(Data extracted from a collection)
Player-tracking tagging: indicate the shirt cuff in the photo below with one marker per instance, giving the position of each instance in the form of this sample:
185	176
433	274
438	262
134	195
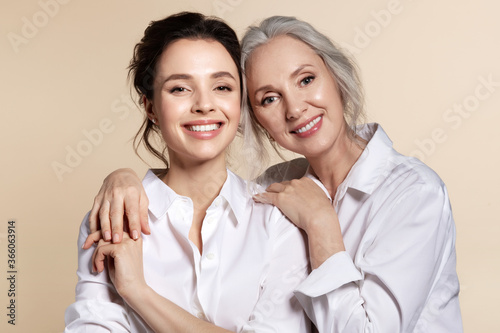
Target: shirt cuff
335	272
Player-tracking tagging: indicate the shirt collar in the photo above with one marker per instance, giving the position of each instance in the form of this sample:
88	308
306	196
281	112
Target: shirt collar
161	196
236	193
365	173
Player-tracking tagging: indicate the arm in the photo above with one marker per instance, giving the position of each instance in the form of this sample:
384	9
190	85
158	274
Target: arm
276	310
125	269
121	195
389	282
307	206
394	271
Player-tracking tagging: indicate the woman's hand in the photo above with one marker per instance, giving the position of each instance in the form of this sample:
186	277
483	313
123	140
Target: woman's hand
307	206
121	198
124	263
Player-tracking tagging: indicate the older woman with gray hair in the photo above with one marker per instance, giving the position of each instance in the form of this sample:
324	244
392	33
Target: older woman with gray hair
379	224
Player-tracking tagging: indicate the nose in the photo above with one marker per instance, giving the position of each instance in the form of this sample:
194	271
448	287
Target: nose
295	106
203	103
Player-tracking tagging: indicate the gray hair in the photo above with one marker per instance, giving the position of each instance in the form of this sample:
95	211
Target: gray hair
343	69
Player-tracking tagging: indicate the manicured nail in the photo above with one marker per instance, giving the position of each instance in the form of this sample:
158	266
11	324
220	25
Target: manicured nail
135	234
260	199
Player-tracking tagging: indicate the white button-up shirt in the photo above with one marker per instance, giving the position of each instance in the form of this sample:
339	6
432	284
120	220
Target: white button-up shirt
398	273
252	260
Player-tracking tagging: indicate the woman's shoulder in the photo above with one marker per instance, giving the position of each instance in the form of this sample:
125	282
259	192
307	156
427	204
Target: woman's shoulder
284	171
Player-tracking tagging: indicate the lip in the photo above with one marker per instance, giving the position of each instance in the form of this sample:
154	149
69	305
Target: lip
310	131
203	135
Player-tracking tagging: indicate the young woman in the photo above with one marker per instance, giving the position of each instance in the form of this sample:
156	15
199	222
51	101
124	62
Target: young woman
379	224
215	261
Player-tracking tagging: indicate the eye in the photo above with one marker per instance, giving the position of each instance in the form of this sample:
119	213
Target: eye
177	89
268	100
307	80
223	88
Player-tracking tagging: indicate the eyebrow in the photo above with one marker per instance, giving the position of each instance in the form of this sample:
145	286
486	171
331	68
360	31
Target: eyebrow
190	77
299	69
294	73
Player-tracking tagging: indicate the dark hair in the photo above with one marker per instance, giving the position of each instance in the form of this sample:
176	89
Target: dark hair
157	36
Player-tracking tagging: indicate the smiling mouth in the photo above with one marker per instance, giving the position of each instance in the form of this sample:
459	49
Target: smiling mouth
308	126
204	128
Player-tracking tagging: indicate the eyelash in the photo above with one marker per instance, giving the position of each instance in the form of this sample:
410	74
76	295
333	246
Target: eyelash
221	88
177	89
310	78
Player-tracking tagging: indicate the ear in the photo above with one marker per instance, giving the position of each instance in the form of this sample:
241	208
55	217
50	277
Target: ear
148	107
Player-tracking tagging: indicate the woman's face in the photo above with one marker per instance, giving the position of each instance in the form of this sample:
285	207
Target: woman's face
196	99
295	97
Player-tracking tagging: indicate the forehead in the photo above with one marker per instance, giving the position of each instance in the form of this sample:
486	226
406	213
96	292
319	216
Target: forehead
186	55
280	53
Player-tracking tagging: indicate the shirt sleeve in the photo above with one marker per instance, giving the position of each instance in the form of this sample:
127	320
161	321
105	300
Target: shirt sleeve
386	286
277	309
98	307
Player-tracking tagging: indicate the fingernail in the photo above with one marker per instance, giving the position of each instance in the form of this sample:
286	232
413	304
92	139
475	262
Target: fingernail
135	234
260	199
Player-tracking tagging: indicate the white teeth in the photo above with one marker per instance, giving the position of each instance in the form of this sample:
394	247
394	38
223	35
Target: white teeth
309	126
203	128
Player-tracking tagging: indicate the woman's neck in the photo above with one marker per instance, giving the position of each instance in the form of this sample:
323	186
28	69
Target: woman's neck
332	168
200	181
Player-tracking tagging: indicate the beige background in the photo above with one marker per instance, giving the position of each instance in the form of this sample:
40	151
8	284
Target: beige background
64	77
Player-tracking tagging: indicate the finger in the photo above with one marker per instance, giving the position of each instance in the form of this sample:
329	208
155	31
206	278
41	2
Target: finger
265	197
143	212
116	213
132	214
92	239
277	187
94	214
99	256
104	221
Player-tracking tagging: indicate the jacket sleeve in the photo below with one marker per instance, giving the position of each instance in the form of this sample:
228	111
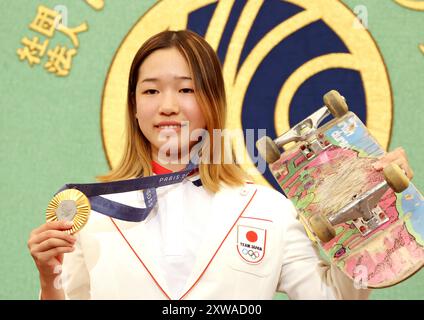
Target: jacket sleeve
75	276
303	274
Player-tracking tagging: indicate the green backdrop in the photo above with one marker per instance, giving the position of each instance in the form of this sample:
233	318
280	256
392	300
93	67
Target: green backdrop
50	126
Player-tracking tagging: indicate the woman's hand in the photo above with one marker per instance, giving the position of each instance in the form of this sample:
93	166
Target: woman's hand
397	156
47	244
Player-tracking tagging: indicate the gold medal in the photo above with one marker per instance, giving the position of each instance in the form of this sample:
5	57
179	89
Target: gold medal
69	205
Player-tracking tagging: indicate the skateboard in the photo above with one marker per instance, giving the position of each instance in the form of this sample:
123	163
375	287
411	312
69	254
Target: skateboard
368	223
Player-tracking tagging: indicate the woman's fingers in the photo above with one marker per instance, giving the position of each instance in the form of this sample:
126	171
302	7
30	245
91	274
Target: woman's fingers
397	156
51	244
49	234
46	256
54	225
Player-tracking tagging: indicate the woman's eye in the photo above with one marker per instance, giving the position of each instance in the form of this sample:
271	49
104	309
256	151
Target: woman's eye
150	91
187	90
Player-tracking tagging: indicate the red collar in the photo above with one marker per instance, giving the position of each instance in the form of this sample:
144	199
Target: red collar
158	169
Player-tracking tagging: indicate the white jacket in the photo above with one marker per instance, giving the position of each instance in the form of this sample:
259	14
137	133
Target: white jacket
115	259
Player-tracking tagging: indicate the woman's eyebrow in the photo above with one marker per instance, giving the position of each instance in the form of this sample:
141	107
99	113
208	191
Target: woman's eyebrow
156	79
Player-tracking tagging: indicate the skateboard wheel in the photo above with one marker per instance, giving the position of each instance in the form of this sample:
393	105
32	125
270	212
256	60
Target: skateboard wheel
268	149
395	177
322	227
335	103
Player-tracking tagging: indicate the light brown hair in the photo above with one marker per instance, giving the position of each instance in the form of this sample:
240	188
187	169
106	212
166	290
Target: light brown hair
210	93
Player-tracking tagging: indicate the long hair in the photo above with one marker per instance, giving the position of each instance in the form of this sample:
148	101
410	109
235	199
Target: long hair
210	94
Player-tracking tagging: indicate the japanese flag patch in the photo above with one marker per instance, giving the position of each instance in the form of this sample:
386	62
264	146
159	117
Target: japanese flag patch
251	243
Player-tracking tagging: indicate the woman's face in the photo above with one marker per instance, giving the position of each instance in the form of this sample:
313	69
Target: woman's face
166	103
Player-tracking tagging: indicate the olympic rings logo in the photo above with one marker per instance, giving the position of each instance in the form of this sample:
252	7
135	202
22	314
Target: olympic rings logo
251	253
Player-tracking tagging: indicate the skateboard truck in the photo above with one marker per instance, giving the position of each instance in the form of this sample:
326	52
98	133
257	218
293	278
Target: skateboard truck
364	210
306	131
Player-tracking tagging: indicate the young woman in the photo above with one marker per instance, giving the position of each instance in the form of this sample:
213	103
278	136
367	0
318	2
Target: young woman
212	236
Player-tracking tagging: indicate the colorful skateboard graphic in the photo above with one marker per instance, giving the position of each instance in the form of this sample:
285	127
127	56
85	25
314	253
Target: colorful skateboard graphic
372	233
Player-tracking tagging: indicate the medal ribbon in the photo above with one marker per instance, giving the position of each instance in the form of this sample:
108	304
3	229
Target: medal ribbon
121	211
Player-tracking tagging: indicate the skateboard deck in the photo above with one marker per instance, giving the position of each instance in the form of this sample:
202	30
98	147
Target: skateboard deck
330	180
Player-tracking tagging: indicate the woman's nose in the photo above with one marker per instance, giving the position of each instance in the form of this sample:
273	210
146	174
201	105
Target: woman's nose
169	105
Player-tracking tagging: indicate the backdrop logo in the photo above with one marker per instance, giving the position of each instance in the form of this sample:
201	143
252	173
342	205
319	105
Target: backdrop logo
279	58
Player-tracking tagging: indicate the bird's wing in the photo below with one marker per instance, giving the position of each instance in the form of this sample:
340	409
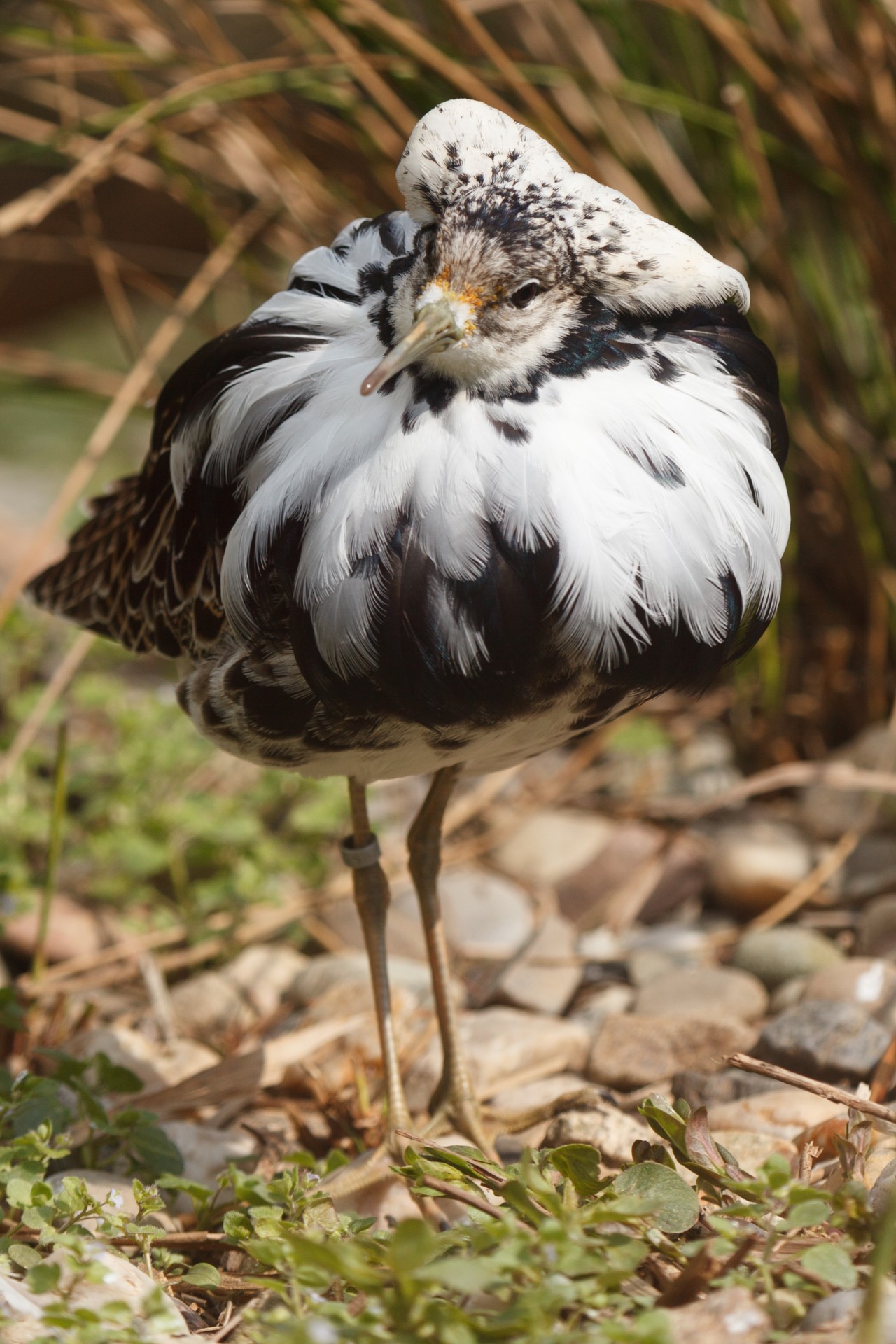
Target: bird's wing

Aim of the task – Lines from the entries that contain the string "below" must be found and copied.

Solution –
Player-tracking tagging: indicate the shirt cuff in the photo below with one marker per instance, giving the position of each instance in the form of this sample:
Player-tracking tagging: indicate the jacket sleeve in the photo below with one marker per instance, giving the position of each instance in the form of this sample:
Player-tracking tagging: indicate the bird's wing in the photo below with one marker per instance, giving the position of each instance in the form of this sample:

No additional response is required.